━━━━━ Provided material
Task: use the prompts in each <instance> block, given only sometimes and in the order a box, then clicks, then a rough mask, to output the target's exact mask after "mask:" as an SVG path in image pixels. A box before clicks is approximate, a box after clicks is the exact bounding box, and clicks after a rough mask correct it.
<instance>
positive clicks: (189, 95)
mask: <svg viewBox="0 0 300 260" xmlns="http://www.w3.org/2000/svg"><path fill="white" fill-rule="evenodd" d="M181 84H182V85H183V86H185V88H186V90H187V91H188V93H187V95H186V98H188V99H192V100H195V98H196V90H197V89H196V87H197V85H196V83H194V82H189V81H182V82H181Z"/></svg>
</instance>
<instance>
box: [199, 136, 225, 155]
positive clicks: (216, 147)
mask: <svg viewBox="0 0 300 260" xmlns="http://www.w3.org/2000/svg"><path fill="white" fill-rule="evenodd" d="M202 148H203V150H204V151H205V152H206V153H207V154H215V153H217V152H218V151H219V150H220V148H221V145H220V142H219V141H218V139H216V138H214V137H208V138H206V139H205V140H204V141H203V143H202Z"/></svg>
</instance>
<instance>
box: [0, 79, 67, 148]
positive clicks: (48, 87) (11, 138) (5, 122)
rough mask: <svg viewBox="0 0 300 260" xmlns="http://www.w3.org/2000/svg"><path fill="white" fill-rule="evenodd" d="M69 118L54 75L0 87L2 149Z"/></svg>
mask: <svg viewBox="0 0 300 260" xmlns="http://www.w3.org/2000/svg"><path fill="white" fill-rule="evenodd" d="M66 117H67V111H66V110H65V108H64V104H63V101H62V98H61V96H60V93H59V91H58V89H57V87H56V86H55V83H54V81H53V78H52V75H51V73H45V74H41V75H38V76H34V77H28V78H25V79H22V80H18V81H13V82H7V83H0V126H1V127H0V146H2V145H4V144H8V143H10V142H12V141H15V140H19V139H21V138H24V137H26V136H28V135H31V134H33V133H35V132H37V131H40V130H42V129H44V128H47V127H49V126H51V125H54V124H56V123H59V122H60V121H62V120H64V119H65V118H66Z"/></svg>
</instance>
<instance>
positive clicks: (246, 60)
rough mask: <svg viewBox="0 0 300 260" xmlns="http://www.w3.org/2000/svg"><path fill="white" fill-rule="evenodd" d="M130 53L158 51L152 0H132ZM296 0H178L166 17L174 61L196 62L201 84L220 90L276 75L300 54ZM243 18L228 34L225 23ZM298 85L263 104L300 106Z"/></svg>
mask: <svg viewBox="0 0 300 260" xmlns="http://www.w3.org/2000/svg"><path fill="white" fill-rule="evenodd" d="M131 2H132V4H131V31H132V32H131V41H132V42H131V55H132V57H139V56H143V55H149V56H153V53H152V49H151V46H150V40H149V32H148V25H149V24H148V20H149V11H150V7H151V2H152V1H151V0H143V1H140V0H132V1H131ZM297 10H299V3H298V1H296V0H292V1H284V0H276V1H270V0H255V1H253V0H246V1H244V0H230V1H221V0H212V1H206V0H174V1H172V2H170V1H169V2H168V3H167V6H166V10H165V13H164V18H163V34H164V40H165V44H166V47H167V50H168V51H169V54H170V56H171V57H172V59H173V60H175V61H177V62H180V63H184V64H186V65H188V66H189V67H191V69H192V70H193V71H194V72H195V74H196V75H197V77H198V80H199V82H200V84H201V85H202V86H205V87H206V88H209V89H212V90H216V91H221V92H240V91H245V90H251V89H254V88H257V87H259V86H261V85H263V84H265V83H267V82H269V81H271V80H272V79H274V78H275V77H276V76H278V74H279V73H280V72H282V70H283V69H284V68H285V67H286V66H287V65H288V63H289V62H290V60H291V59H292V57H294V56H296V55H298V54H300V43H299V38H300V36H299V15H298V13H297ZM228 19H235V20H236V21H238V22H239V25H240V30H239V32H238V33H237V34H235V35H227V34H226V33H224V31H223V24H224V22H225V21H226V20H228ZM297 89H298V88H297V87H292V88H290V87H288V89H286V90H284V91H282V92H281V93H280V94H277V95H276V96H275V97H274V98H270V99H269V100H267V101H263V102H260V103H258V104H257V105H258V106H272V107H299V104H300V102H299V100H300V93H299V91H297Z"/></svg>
━━━━━━━━━━
### Task statement
The records above are to be restated word for word.

### Exercise solution
Task: use the prompts in each <instance> block, given only sometimes and in the order a box, then clicks, then a rough mask, to output the target's exact mask after "mask:" as an SVG path in image pixels. A box before clicks is approximate, a box after clicks is the exact bounding box, and clicks after a rough mask correct it.
<instance>
positive clicks: (189, 95)
mask: <svg viewBox="0 0 300 260" xmlns="http://www.w3.org/2000/svg"><path fill="white" fill-rule="evenodd" d="M181 84H182V85H183V86H185V88H186V90H187V91H188V93H187V95H186V98H188V99H192V100H195V98H196V90H197V89H196V87H197V85H196V83H194V82H189V81H182V82H181Z"/></svg>
</instance>
<instance>
box: [199, 136, 225, 155]
positive clicks: (216, 147)
mask: <svg viewBox="0 0 300 260" xmlns="http://www.w3.org/2000/svg"><path fill="white" fill-rule="evenodd" d="M202 148H203V150H204V151H205V152H206V153H207V154H215V153H217V152H218V151H219V150H220V148H221V145H220V142H219V141H218V139H216V138H214V137H208V138H206V139H205V140H204V141H203V143H202Z"/></svg>
</instance>
<instance>
box: [0, 79, 67, 148]
positive clicks: (48, 87) (11, 138) (5, 122)
rough mask: <svg viewBox="0 0 300 260" xmlns="http://www.w3.org/2000/svg"><path fill="white" fill-rule="evenodd" d="M69 118L54 75L0 87L2 149Z"/></svg>
mask: <svg viewBox="0 0 300 260" xmlns="http://www.w3.org/2000/svg"><path fill="white" fill-rule="evenodd" d="M66 117H67V111H66V110H65V108H64V104H63V101H62V98H61V96H60V93H59V91H58V89H57V87H56V86H55V83H54V81H53V78H52V75H51V73H45V74H41V75H38V76H34V77H28V78H25V79H22V80H18V81H13V82H7V83H0V126H1V127H0V146H2V145H4V144H8V143H10V142H12V141H15V140H19V139H21V138H24V137H26V136H28V135H31V134H33V133H35V132H37V131H40V130H42V129H44V128H47V127H49V126H51V125H54V124H56V123H59V122H60V121H62V120H64V119H65V118H66Z"/></svg>
</instance>
<instance>
positive clicks: (246, 60)
rough mask: <svg viewBox="0 0 300 260" xmlns="http://www.w3.org/2000/svg"><path fill="white" fill-rule="evenodd" d="M130 53L158 51L152 0H132ZM296 0H178L166 17L174 61L196 62L201 84L220 90L276 75L300 54ZM243 18L228 34L225 23ZM298 85L263 104L300 106Z"/></svg>
mask: <svg viewBox="0 0 300 260" xmlns="http://www.w3.org/2000/svg"><path fill="white" fill-rule="evenodd" d="M131 2H132V4H131V31H132V32H131V41H132V42H131V55H132V57H139V56H143V55H149V56H153V53H152V49H151V46H150V40H149V32H148V25H149V24H148V20H149V11H150V7H151V2H152V1H151V0H143V1H140V0H132V1H131ZM297 10H299V3H298V1H296V0H292V1H284V0H276V1H270V0H255V1H253V0H246V1H244V0H230V1H221V0H212V1H206V0H174V1H172V2H170V1H169V2H168V3H167V6H166V10H165V13H164V18H163V34H164V40H165V44H166V47H167V50H168V51H169V54H170V56H171V57H172V59H173V60H175V61H177V62H180V63H184V64H186V65H188V66H189V67H191V69H192V70H193V71H194V72H195V74H196V75H197V77H198V80H199V82H200V84H201V85H202V86H205V87H206V88H209V89H212V90H216V91H221V92H240V91H245V90H251V89H254V88H257V87H259V86H261V85H263V84H265V83H267V82H269V81H271V80H272V79H274V78H275V77H276V76H278V74H279V73H280V72H282V70H283V69H284V68H285V67H286V66H287V65H288V63H289V62H290V60H291V59H292V57H294V56H296V55H298V54H300V43H299V38H300V36H299V15H298V13H297ZM228 19H235V20H236V21H238V22H239V25H240V30H239V32H238V33H237V34H235V35H227V34H226V33H224V31H223V24H224V22H225V21H226V20H228ZM297 89H298V88H297V87H292V88H290V87H288V89H286V90H284V91H282V92H281V93H280V94H277V95H276V96H275V97H274V98H270V99H269V100H267V101H263V102H260V103H258V104H257V105H258V106H272V107H299V104H300V102H299V100H300V93H299V91H297Z"/></svg>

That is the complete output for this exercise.